-- begin --

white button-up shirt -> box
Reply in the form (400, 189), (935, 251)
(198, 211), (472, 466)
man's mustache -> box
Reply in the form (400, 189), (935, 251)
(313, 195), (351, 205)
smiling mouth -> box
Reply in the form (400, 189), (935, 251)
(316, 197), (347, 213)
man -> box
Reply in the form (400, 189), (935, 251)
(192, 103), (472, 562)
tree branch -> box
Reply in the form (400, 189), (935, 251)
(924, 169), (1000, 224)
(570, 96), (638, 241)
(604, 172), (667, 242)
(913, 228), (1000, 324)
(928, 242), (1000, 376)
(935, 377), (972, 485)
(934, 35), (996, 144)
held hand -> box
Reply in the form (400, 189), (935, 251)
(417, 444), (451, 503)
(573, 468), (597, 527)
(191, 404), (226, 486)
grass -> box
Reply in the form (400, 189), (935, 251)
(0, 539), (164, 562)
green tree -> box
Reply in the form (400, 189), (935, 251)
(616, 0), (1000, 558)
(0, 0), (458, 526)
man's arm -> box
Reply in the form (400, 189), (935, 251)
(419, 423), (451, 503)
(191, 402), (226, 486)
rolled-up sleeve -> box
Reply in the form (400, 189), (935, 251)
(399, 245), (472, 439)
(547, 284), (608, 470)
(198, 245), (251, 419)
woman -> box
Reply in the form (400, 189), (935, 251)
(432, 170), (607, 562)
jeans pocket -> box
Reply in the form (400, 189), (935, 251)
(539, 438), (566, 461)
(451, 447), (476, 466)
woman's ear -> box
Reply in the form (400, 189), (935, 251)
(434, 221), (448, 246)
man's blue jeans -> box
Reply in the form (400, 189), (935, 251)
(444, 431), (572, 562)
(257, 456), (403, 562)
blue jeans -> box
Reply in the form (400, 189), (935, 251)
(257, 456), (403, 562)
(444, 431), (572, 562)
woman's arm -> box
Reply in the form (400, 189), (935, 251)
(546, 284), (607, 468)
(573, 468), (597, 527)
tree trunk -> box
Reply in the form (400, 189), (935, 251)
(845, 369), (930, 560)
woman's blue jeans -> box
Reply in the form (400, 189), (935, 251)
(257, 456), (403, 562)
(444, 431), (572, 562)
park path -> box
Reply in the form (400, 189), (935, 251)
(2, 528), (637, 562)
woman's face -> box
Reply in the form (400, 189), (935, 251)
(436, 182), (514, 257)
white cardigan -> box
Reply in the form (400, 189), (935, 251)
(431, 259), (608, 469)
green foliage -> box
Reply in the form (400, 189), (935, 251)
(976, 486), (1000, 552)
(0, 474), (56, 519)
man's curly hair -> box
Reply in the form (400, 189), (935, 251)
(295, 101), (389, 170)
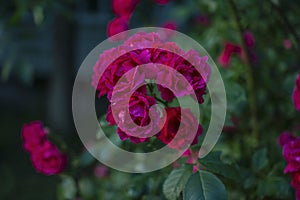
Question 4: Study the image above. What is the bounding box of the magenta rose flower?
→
[112,0,139,17]
[156,107,203,149]
[107,16,129,40]
[278,131,296,146]
[282,39,292,50]
[155,0,170,5]
[31,141,67,175]
[283,138,300,173]
[292,74,300,111]
[106,92,159,143]
[21,121,47,153]
[291,171,300,190]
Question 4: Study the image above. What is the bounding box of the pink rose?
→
[155,0,170,5]
[21,121,47,153]
[218,42,242,66]
[282,39,292,49]
[278,131,296,146]
[156,107,203,149]
[31,141,67,175]
[107,92,159,143]
[112,0,139,17]
[283,138,300,173]
[292,74,300,111]
[107,16,129,40]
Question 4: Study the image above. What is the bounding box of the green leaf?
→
[183,171,227,200]
[257,177,291,199]
[163,166,192,200]
[57,176,76,199]
[80,151,95,167]
[79,178,96,199]
[199,151,240,180]
[252,148,269,171]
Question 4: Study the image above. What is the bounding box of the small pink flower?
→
[21,121,47,153]
[282,39,292,49]
[278,131,296,146]
[163,21,177,30]
[22,121,67,175]
[218,42,242,66]
[31,141,67,175]
[107,16,129,40]
[155,0,170,5]
[112,0,139,17]
[243,31,255,48]
[292,74,300,111]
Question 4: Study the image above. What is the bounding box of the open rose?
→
[22,121,47,153]
[293,74,300,111]
[112,0,139,17]
[31,141,67,175]
[106,92,159,143]
[156,107,203,149]
[283,138,300,173]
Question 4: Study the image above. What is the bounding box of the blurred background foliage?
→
[0,0,300,200]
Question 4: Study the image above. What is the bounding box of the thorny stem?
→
[227,0,259,141]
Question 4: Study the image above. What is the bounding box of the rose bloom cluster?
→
[107,0,170,40]
[92,32,211,148]
[292,74,300,111]
[21,121,67,175]
[279,132,300,200]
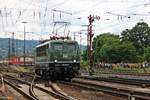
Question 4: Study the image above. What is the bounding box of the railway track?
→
[2,75,74,100]
[59,78,150,100]
[78,76,150,88]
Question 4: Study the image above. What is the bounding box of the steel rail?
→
[4,79,36,100]
[5,74,71,100]
[77,76,150,87]
[59,80,150,100]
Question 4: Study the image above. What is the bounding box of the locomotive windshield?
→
[53,43,63,50]
[50,41,78,61]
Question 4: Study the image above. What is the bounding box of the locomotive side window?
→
[36,44,49,56]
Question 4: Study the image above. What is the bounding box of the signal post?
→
[87,15,100,75]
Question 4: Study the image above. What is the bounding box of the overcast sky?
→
[0,0,150,44]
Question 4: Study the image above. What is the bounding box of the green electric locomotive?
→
[35,40,80,79]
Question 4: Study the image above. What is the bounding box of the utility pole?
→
[87,15,100,75]
[12,32,15,56]
[22,21,27,66]
[8,38,11,61]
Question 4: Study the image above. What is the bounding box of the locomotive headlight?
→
[54,60,57,62]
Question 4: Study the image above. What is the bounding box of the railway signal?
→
[87,15,100,75]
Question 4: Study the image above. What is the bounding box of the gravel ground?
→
[58,84,126,100]
[0,85,27,100]
[81,73,150,80]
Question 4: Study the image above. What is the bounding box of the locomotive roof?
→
[36,40,77,47]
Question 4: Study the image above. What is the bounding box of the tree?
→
[121,22,150,54]
[144,46,150,62]
[93,33,120,61]
[99,42,137,63]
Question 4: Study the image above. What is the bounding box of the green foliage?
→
[144,46,150,62]
[121,22,150,54]
[81,50,87,61]
[82,22,150,63]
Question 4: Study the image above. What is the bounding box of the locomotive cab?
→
[35,40,80,78]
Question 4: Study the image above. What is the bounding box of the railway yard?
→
[0,64,150,100]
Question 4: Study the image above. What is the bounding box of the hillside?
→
[0,38,39,59]
[0,38,86,59]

-- end --

**Required work:**
Reproduce all of the material above line for line, without changing anything, and leave the pictures out of your answer.

**Exercise answer:**
white button-up shirt -> box
Reply in the form (400, 189), (935, 251)
(198, 211), (472, 466)
man's mustache -> box
Reply in the form (400, 189), (935, 251)
(313, 195), (351, 205)
smiling mouth -> box
Reply in the form (400, 189), (935, 251)
(316, 197), (347, 213)
man -> box
Reply in the form (400, 189), (935, 251)
(192, 103), (472, 562)
tree branch -> box
Reply in the form (400, 189), (935, 251)
(924, 169), (1000, 224)
(570, 96), (638, 241)
(604, 172), (667, 242)
(913, 228), (1000, 324)
(928, 242), (1000, 376)
(935, 377), (972, 485)
(934, 35), (996, 144)
held hand -> box
Reply in the form (400, 189), (935, 251)
(417, 444), (451, 503)
(573, 468), (597, 527)
(191, 404), (226, 486)
grass -> box
Reply in the form (400, 189), (935, 251)
(0, 539), (164, 562)
green tree -> box
Reply in the form (400, 189), (935, 251)
(616, 0), (1000, 558)
(0, 0), (458, 526)
man's arm -> box
Reply in the form (400, 189), (935, 251)
(419, 423), (451, 503)
(191, 402), (226, 486)
rolled-up sleeve -> box
Reply in the form (400, 189), (935, 251)
(399, 245), (472, 439)
(547, 284), (608, 470)
(198, 245), (251, 419)
woman -> box
Reply in the form (400, 189), (935, 251)
(432, 170), (607, 562)
jeans pocket -> box
Reply in the form (400, 189), (935, 251)
(539, 438), (566, 461)
(451, 447), (476, 466)
woman's ear -> box
Reply in the form (400, 189), (935, 251)
(434, 221), (448, 246)
man's blue jeans -> box
Reply in the form (400, 189), (935, 251)
(444, 431), (572, 562)
(257, 456), (403, 562)
blue jeans -> box
Reply in the form (400, 189), (935, 251)
(257, 456), (403, 562)
(444, 431), (572, 562)
woman's arm -> box
Reply in the form (400, 189), (935, 251)
(546, 284), (607, 468)
(573, 468), (597, 527)
tree trunk -> box
Reply in the form (400, 189), (935, 251)
(845, 369), (930, 560)
woman's blue jeans -> box
Reply in the form (400, 189), (935, 251)
(257, 456), (403, 562)
(444, 431), (572, 562)
park path -> box
Reply in the form (400, 189), (935, 251)
(2, 528), (637, 562)
woman's face -> box
Reply in the form (400, 189), (935, 251)
(436, 182), (514, 257)
white cardigan -> box
Reply in the form (400, 189), (935, 251)
(431, 259), (608, 469)
green foliage -> box
Reply in the form (400, 189), (935, 251)
(976, 486), (1000, 552)
(0, 474), (56, 519)
man's curly hair -> box
Reply in the form (400, 189), (935, 251)
(295, 101), (389, 170)
Question 4: Study the image above. What is the bounding box of the magenta rose flower?
→
[112,0,139,17]
[156,107,203,149]
[107,16,129,40]
[278,131,296,146]
[282,39,292,50]
[155,0,170,5]
[31,141,67,175]
[283,138,300,173]
[292,74,300,111]
[106,92,159,143]
[21,121,47,153]
[291,171,300,190]
Question 4: Study the image above. What is the bounding box of the pink rose?
→
[155,0,170,5]
[21,121,47,153]
[218,42,242,66]
[282,39,292,49]
[278,131,296,146]
[156,107,203,149]
[31,141,67,175]
[107,92,159,143]
[112,0,139,17]
[283,138,300,173]
[292,74,300,111]
[107,16,129,40]
Question 4: Study the image above. What is the bounding box of the green leaf?
→
[183,171,227,200]
[257,177,291,199]
[163,166,192,200]
[57,176,76,199]
[80,151,95,167]
[79,178,96,199]
[199,151,240,180]
[252,148,269,171]
Question 4: Study the image above. What is the bounding box of the small pink flower?
→
[21,121,47,153]
[282,39,292,49]
[278,131,296,146]
[163,21,177,30]
[22,121,67,175]
[218,42,242,66]
[31,141,67,175]
[107,16,129,40]
[155,0,170,5]
[112,0,139,17]
[243,31,255,48]
[292,74,300,111]
Question 4: Study the image above. What is the bounding box of the open rose?
→
[22,121,47,153]
[293,74,300,111]
[112,0,139,17]
[31,141,67,175]
[106,92,159,143]
[156,107,203,149]
[283,138,300,173]
Question 4: Study the image above. What is the bounding box of the blurred background foliage?
→
[0,0,300,200]
Question 4: Study the image above. What is the bounding box of the thorny stem?
→
[227,0,259,141]
Question 4: Study the image above. What is the bounding box of the rose bloom cluster?
→
[107,0,170,40]
[92,32,211,148]
[292,74,300,111]
[21,121,67,175]
[279,132,300,200]
Question 4: Study the image above. What is the bounding box of the railway track?
→
[2,75,74,100]
[59,78,150,100]
[78,76,150,88]
Question 4: Study the image above. What is the bounding box of the steel rail?
→
[4,79,36,100]
[5,74,71,100]
[77,76,150,87]
[59,80,150,100]
Question 4: Study the image above. What is the bounding box of the locomotive windshield?
→
[53,43,63,50]
[50,41,78,61]
Question 4: Study the image above. What is the bounding box of the locomotive side window?
→
[36,44,49,56]
Question 4: Study the image above. What is the bounding box of the signal post?
→
[87,15,100,75]
Question 4: Study the image above. What is the bounding box of the overcast sky?
→
[0,0,150,44]
Question 4: Study the image above. What is the bounding box of the green electric locomotive?
→
[35,40,80,79]
Question 4: Study the image above. What is the bounding box of the utility pole?
→
[87,15,100,75]
[12,32,15,56]
[22,21,27,66]
[8,38,11,61]
Question 4: Study the image above. What is the bounding box of the locomotive headlight?
→
[54,60,57,62]
Question 4: Study the image above. What is the bounding box of the railway signal?
→
[87,15,100,75]
Question 4: Study the image above. What is the bounding box of the gravel ground?
→
[58,84,126,100]
[0,85,27,100]
[81,73,150,80]
Question 4: Study the image above. What is the bounding box of the locomotive roof?
→
[36,40,77,47]
Question 4: Study the image above. What is the bounding box of the tree?
→
[121,22,150,54]
[144,46,150,62]
[93,33,120,61]
[99,42,137,63]
Question 4: Study the image above. What is the bounding box of the green foliage?
→
[144,46,150,62]
[121,22,150,54]
[81,50,87,61]
[82,22,150,63]
Question 4: Study the image above. What is the bounding box of the locomotive cab?
→
[35,40,80,78]
Question 4: Study the image above. What is the bounding box of the railway yard?
→
[0,64,150,100]
Question 4: Study the image above. What is the bounding box of the hillside?
→
[0,38,39,59]
[0,38,86,59]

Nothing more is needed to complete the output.